▸ BRIEF:
Beginning at the line that contains "Target: price tag", repeat each line exactly through the last one of the records below, and leave out the pictures.

-------- DATA FOR REVIEW --------

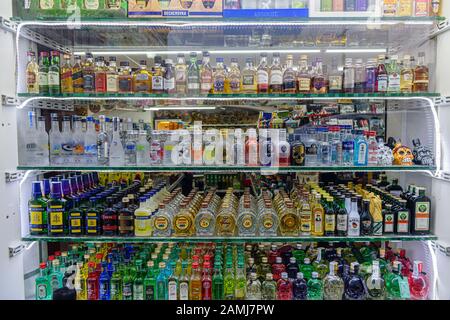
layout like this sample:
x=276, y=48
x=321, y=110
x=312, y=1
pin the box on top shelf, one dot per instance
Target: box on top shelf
x=174, y=9
x=69, y=9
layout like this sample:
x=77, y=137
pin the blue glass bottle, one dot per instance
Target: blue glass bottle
x=361, y=153
x=299, y=288
x=104, y=283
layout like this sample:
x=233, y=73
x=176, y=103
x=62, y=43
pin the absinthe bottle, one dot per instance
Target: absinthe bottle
x=116, y=154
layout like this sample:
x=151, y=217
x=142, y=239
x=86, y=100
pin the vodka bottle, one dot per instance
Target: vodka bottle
x=90, y=142
x=42, y=142
x=67, y=142
x=130, y=149
x=116, y=153
x=103, y=139
x=142, y=149
x=55, y=141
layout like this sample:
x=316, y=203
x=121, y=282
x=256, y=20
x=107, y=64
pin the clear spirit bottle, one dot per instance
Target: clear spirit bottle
x=249, y=78
x=32, y=73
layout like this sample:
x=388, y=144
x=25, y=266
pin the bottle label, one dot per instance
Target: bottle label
x=169, y=84
x=382, y=83
x=341, y=224
x=41, y=291
x=422, y=218
x=276, y=77
x=304, y=84
x=403, y=222
x=330, y=222
x=335, y=83
x=172, y=290
x=389, y=223
x=43, y=79
x=318, y=222
x=184, y=291
x=157, y=83
x=111, y=83
x=263, y=79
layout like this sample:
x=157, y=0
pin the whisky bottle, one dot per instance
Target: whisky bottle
x=289, y=79
x=100, y=75
x=66, y=75
x=32, y=73
x=276, y=75
x=234, y=77
x=206, y=75
x=421, y=75
x=181, y=75
x=262, y=75
x=89, y=74
x=125, y=78
x=77, y=76
x=54, y=84
x=112, y=82
x=406, y=75
x=249, y=78
x=143, y=82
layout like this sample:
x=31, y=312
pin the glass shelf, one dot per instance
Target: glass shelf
x=232, y=96
x=231, y=239
x=224, y=168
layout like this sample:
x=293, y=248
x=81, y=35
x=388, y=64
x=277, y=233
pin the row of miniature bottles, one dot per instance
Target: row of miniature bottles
x=224, y=271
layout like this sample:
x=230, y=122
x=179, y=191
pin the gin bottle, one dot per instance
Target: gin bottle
x=116, y=153
x=315, y=287
x=375, y=283
x=333, y=284
x=269, y=288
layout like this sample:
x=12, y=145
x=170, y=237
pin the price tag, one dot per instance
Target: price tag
x=404, y=288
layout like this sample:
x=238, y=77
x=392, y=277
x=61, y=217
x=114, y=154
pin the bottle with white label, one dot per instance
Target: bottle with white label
x=353, y=220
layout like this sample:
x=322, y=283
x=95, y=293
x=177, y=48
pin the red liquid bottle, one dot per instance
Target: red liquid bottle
x=277, y=268
x=284, y=287
x=92, y=282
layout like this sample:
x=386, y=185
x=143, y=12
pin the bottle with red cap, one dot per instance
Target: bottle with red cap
x=43, y=287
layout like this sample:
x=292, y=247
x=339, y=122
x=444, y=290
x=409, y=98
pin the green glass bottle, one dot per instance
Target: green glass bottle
x=228, y=281
x=150, y=282
x=218, y=282
x=315, y=287
x=37, y=209
x=43, y=287
x=116, y=285
x=127, y=284
x=56, y=210
x=138, y=284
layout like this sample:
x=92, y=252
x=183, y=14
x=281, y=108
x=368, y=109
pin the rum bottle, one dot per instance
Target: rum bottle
x=32, y=73
x=421, y=75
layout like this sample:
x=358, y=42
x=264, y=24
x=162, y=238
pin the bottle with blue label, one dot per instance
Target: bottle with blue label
x=361, y=153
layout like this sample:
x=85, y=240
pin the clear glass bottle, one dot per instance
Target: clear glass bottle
x=249, y=82
x=219, y=77
x=349, y=76
x=289, y=76
x=206, y=75
x=276, y=75
x=303, y=76
x=234, y=76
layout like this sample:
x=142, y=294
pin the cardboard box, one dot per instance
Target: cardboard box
x=174, y=8
x=64, y=9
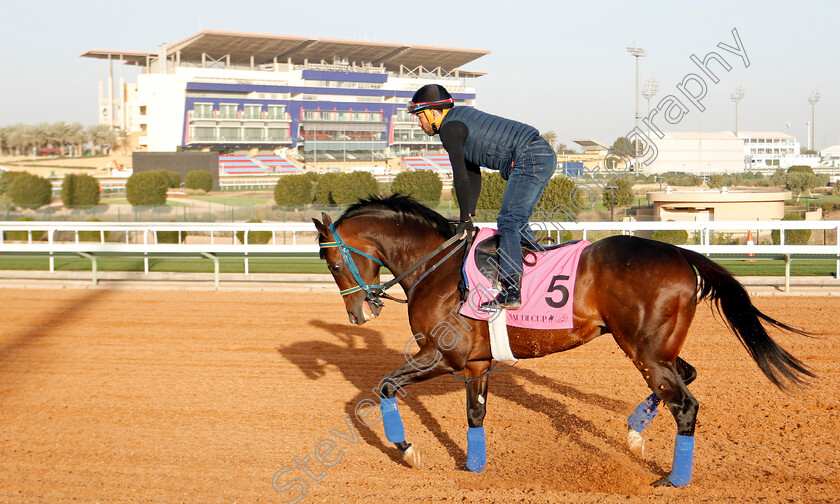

--------

▸ RESPONSE BOX:
Target: price tag
x=404, y=288
layout like this sample:
x=238, y=77
x=392, y=277
x=61, y=217
x=114, y=154
pin the bottle with white label, one dot per instance
Target: bottle with white label
x=353, y=220
layout like this sample:
x=322, y=283
x=95, y=293
x=177, y=48
pin the red liquid bottle, one dot per instance
Target: red liquid bottle
x=277, y=268
x=284, y=287
x=92, y=282
layout like this sample:
x=386, y=185
x=143, y=12
pin the bottle with red cap, one dot per instance
Target: bottle with red cap
x=43, y=287
layout like this sample:
x=292, y=247
x=339, y=122
x=444, y=290
x=409, y=98
pin the green glass bottle, one dot per instance
Target: green glass bottle
x=228, y=281
x=150, y=282
x=218, y=282
x=315, y=287
x=37, y=209
x=43, y=287
x=116, y=285
x=127, y=284
x=56, y=210
x=138, y=284
layout like this sample:
x=92, y=252
x=183, y=14
x=281, y=108
x=368, y=109
pin the rum bottle, one dot per instance
Target: rum bottle
x=32, y=73
x=421, y=75
layout like this sample:
x=358, y=42
x=264, y=24
x=162, y=238
pin the bottle with blue label, one dot per instance
Target: bottle with blue label
x=361, y=153
layout like this sample:
x=85, y=240
pin the clear glass bottle, one dot per instance
Target: clear glass bottle
x=249, y=82
x=219, y=77
x=349, y=76
x=289, y=76
x=206, y=75
x=276, y=75
x=303, y=76
x=234, y=76
layout like this sample:
x=142, y=294
pin the cardboard box, one dot per instance
Target: cardboard box
x=174, y=8
x=64, y=9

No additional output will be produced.